> _What you should do_
Copy out the listing below exactly, please, and skip any pictures.
============================================================
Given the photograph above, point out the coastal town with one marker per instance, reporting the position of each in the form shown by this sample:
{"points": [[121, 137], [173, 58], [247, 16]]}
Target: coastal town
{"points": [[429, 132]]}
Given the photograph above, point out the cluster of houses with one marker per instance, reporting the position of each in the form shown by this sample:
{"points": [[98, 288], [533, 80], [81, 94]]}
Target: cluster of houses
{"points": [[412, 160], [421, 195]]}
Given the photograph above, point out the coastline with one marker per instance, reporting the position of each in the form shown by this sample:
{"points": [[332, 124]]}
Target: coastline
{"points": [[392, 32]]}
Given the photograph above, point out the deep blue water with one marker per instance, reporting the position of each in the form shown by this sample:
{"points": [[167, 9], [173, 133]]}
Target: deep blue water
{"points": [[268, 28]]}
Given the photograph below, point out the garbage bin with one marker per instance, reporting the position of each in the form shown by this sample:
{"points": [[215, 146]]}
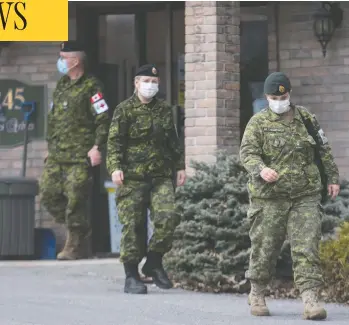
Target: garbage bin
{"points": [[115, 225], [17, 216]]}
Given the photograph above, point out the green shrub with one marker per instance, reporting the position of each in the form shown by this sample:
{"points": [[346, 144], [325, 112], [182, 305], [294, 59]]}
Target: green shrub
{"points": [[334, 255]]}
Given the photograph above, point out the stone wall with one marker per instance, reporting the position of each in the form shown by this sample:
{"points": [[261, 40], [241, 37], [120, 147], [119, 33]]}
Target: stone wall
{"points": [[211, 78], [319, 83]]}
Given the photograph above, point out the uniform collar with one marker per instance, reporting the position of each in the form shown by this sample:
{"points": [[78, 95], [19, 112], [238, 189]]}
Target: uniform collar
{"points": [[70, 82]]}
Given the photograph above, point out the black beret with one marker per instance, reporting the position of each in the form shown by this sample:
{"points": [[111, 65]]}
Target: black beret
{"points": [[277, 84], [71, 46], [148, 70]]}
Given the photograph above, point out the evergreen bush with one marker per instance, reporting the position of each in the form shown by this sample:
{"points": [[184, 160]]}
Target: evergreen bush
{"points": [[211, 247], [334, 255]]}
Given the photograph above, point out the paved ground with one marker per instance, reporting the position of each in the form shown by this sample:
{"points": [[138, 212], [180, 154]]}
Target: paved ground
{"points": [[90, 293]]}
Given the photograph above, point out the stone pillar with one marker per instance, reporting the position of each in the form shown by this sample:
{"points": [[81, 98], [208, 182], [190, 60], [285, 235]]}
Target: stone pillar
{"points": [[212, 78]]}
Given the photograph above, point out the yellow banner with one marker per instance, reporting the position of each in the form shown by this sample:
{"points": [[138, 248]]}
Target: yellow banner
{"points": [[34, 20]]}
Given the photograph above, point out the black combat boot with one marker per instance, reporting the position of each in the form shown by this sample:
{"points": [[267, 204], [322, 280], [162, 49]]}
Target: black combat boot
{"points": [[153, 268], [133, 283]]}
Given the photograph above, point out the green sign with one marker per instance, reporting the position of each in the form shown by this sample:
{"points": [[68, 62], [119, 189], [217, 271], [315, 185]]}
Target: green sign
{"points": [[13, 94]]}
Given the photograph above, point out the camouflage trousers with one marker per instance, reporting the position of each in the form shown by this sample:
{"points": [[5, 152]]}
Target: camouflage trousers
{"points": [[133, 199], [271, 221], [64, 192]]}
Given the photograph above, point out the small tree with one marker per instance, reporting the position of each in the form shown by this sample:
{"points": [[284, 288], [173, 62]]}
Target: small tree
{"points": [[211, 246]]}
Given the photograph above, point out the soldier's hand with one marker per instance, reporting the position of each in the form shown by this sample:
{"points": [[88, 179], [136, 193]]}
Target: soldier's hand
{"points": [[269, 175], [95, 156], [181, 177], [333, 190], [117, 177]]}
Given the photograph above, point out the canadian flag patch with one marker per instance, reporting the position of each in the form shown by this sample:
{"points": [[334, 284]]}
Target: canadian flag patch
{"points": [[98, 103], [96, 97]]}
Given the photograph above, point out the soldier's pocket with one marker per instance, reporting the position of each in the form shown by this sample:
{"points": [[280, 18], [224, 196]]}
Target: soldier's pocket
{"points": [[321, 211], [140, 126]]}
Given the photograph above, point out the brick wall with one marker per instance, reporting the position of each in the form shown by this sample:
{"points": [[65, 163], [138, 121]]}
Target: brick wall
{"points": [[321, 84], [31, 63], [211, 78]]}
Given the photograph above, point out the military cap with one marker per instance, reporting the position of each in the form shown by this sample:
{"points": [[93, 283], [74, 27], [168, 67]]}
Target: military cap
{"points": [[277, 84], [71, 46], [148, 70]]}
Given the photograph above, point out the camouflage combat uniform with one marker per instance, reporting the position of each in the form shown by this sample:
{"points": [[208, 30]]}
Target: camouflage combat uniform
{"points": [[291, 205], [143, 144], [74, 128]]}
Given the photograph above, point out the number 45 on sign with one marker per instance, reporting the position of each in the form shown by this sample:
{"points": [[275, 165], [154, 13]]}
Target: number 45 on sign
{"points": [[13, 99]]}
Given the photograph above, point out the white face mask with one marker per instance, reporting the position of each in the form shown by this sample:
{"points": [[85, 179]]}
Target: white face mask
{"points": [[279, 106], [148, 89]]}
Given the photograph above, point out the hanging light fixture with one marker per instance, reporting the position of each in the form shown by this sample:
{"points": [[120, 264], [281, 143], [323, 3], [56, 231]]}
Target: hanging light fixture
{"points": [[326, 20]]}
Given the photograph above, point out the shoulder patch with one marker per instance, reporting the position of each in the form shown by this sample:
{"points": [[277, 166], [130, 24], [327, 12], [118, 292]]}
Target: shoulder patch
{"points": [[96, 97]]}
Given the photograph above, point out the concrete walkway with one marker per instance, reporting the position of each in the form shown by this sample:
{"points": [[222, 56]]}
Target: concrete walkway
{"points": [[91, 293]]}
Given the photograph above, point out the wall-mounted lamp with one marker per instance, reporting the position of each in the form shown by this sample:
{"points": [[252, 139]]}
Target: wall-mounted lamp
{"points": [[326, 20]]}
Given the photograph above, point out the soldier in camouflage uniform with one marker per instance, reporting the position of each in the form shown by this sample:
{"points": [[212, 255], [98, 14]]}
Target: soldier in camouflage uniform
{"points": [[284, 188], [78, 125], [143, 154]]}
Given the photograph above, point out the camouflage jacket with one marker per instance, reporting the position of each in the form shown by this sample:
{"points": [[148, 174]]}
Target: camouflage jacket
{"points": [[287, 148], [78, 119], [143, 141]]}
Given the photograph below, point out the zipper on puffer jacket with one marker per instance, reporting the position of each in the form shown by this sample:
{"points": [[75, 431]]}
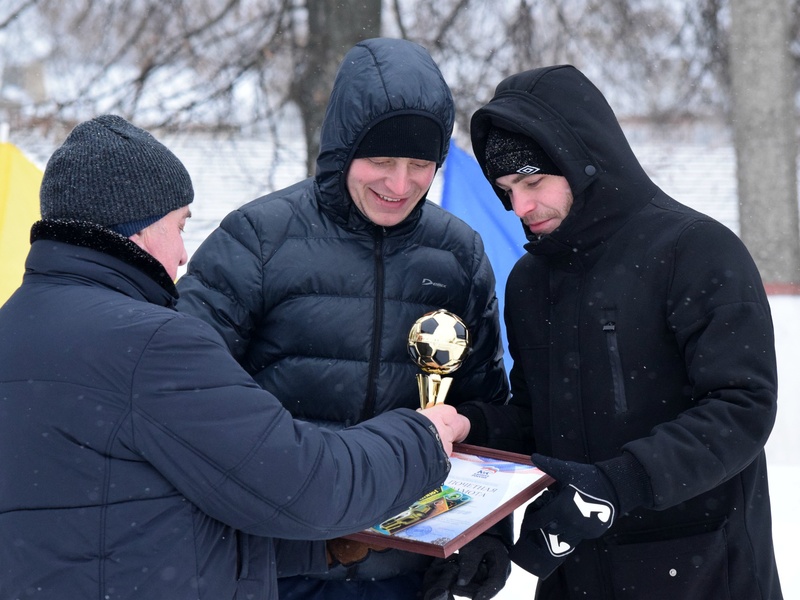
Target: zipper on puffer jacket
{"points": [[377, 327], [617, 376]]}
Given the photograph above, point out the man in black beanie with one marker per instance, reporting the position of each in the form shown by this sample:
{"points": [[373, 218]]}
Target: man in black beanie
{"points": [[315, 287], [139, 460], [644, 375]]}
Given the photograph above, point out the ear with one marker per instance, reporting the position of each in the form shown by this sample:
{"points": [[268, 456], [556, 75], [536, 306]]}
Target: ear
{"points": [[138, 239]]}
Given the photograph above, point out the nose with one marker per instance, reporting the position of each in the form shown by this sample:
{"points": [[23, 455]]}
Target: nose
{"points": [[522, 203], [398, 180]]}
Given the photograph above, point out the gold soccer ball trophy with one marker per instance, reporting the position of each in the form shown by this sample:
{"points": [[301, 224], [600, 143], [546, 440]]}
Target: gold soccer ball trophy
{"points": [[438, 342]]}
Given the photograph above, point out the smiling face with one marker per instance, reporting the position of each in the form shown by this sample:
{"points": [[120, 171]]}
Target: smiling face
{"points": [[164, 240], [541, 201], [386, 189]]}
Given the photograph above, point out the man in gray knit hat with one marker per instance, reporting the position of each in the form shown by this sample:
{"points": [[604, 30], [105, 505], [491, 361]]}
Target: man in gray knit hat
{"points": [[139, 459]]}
============================================================
> _Task solution_
Given the photograph above, point out the coastal town with one marker per instance, reporting the position of each in the form shown by this sample:
{"points": [[121, 137], [173, 58], [247, 16]]}
Target: coastal town
{"points": [[429, 132]]}
Given the photograph above, point out the cluster of houses with one marker per instance, reporting the position of each in the form shown by this sample:
{"points": [[98, 288], [533, 80], [81, 94]]}
Target: cluster of houses
{"points": [[412, 160], [421, 195]]}
Given the photograph above, point out the coastline with one marker per instance, reporting the position of each in the form shown by this sample:
{"points": [[332, 124]]}
Target: coastline
{"points": [[392, 32]]}
Given the photograph above, point out the deep blue water with one marker per instance, reporting the position of each in the form shown by this sample:
{"points": [[167, 9], [173, 133]]}
Target: deep blue water
{"points": [[268, 28]]}
Given the photograph below, point out the garbage bin with one marker per instance, reporting the position of each in the form shown by this sample:
{"points": [[215, 146]]}
Target: garbage bin
{"points": [[115, 225], [17, 216]]}
Given the photograph above, point out the green shrub with one marker per instance, reporting the position of each in the form shown by this sample:
{"points": [[346, 144], [325, 112], [182, 305], [294, 59]]}
Target: green shrub
{"points": [[334, 255]]}
Given the photograph above, point out the stone wall with one marker per instance, reporting the position of each in the form shown by this sample:
{"points": [[261, 40], [241, 37], [120, 147], [119, 33]]}
Target: stone wall
{"points": [[211, 78], [319, 83]]}
Given the photograph above, point out the uniform collar with one marker per instance, reporting the position of each in the form shown by this sample:
{"points": [[78, 95], [19, 112], [238, 189]]}
Target: uniform collar
{"points": [[70, 82]]}
Given the photograph above, point out the black beret with one marker per instance, reporting the position of each in the form shown by this sample:
{"points": [[111, 65]]}
Target: black beret
{"points": [[277, 84], [71, 46], [148, 70]]}
Given the photograph above, point out the evergreen bush with one marker per instance, reporting the position of each in the form shown by this sample:
{"points": [[184, 160]]}
Target: evergreen bush
{"points": [[211, 247], [334, 255]]}
Given the photograph above, point out the paved ground with one marker per instance, reporting the position of each in the form shown by this sample:
{"points": [[138, 212], [180, 154]]}
Target: paved ground
{"points": [[90, 293]]}
Given the photograph above, point out the stone pillar with one marker per instance, reporting the position of each in the form shown by this sample:
{"points": [[81, 98], [208, 182], [190, 60], [285, 235]]}
Target: stone pillar
{"points": [[212, 78]]}
Given the photograph above, point out the yellow banner with one marker per instance, reporting the position of each in the form shown by this sample:
{"points": [[138, 248]]}
Target: yellow banner
{"points": [[34, 20]]}
Given the photograph above, point out the black combat boot with one marker per instance, reporting the position of each in the form shown by this sample:
{"points": [[267, 204], [322, 280], [162, 49]]}
Target: black combat boot
{"points": [[153, 268], [133, 283]]}
Given the photograph above, point out the green sign with one marker per instance, reporting the position of each in the form shown by this sample:
{"points": [[68, 62], [119, 189], [217, 271], [315, 185]]}
Target: green sign
{"points": [[13, 94]]}
Given the photograph above, point out the camouflage trousers with one marker per instance, reporting the position of each in the form shown by this sample:
{"points": [[5, 152]]}
Target: camouflage trousers
{"points": [[133, 199], [271, 221], [64, 192]]}
Given the photograph above, point out the small tree with one marker per instance, reporting the position of each in the form shown by this sample:
{"points": [[284, 288], [173, 62]]}
Target: small tree
{"points": [[211, 246]]}
Given the photograph above, point out the soldier's hand with one marker per instance, reporting the position of each in the form shown by this sample:
{"points": [[88, 179], [136, 193]]}
Target: soldier's hand
{"points": [[269, 175], [95, 156], [181, 177], [333, 190], [117, 177]]}
Given the photograph above, point out the canadian flag patch with one marker per instance, reporting the position of each in the form shown by this sample:
{"points": [[334, 284]]}
Target: canadian flag patch
{"points": [[98, 103], [96, 97]]}
Given the photograph above, point out the soldier's pocket with one marker per instance, reporting the position of each in the form shown by this sample:
{"points": [[280, 18], [224, 196]]}
Target: soldier's pocket
{"points": [[321, 211], [140, 126]]}
Given the photograph above, point out the brick wall with one marker per instance, reporting the position of each in the form shown by this sample:
{"points": [[65, 163], [138, 121]]}
Target: brick wall
{"points": [[321, 84], [31, 63], [211, 78]]}
Given the photograph above, point out the military cap with one marker per instance, reporting the position of each in the form shown by this sample:
{"points": [[93, 283], [74, 27], [168, 67]]}
Target: military cap
{"points": [[277, 84], [71, 46], [148, 70]]}
Given the photograph above, point out the camouflage combat uniform with one marker per instance, reporting the position of each in the form shown by this sample:
{"points": [[208, 30]]}
Target: camouflage combat uniform
{"points": [[291, 205], [143, 144], [74, 128]]}
Given the photograph above, point out the number 45 on sign with one marker per instance, reporting the position of each in the form shown by this sample:
{"points": [[275, 165], [154, 13]]}
Target: number 45 on sign
{"points": [[13, 99]]}
Given the photograph above, point out the white face mask with one marker per instance, reporting the position of each in the form shown by this sample:
{"points": [[85, 179]]}
Target: white face mask
{"points": [[279, 106], [148, 89]]}
Given the photograph above, point out the hanging light fixture with one marker per instance, reporting the position of each in the form shown by this sample:
{"points": [[120, 264], [281, 143], [323, 3], [56, 231]]}
Target: hanging light fixture
{"points": [[326, 20]]}
Given the photograph above, point out the shoulder patch with one marker per instance, reporting the position of each in the form shown by this sample:
{"points": [[277, 166], [130, 24], [327, 12], [118, 292]]}
Target: shoulder patch
{"points": [[96, 97]]}
Given the photograph above, point out the concrete walkway with one marker per instance, reporting the position of each in the form shown by this sample:
{"points": [[222, 56]]}
Target: concrete walkway
{"points": [[91, 293]]}
Given the photograph above, point out the wall-mounted lamp with one marker per instance, reporting the position of each in the form shown by this sample:
{"points": [[252, 139]]}
Target: wall-mounted lamp
{"points": [[326, 20]]}
Given the photograph above, point out the soldier in camouflage uniform with one marker per instance, reporting the position of each in the form shown by this sample:
{"points": [[212, 255], [98, 14]]}
Target: soldier in camouflage uniform
{"points": [[284, 188], [78, 125], [143, 154]]}
Given the photograph above, point out the camouflage jacket with one marker per instance, reporting the position of each in the form shown by this sample:
{"points": [[148, 174]]}
Target: camouflage jacket
{"points": [[287, 148], [78, 119], [143, 141]]}
Given the photograph below, point out the zipper on puffer jacket with one marker per instance, reporting the position of each in the form shown by this sample:
{"points": [[75, 431]]}
Target: zipper on puffer jacket
{"points": [[377, 327], [617, 376]]}
Given the photograph above, point out the man in black beanie with one marker per instance, reporting the position of each in the form shown by this sample:
{"points": [[373, 218]]}
Target: man in black beanie
{"points": [[315, 287], [139, 460], [644, 375]]}
Given the photograph above, point out the ear with one marker per instance, reporting the position of each in the form shown by this sample:
{"points": [[268, 456], [556, 75], [536, 306]]}
Target: ear
{"points": [[138, 239]]}
Given the photograph above, point out the nose with one marker per instance, reporting the position of each in the form shown by this sample:
{"points": [[23, 455]]}
Target: nose
{"points": [[522, 203], [398, 180]]}
Given the photograph above, point out the gold soccer ball trophy with one marker per instance, reporting the position of each in the form shown by this sample:
{"points": [[301, 224], [600, 143], [546, 440]]}
Target: gold soccer ball trophy
{"points": [[438, 342]]}
Given the photograph above, point out the smiling face with one marker per instance, reporting the position of each in the form shown by this sample:
{"points": [[120, 171]]}
Target: smiling face
{"points": [[164, 240], [541, 201], [386, 189]]}
Given the photograph above, point out the man in gray knit hat with one marker per instance, reporting the position of each in the form shown by this sample:
{"points": [[604, 30], [105, 505], [491, 361]]}
Target: man in gray knit hat
{"points": [[139, 459]]}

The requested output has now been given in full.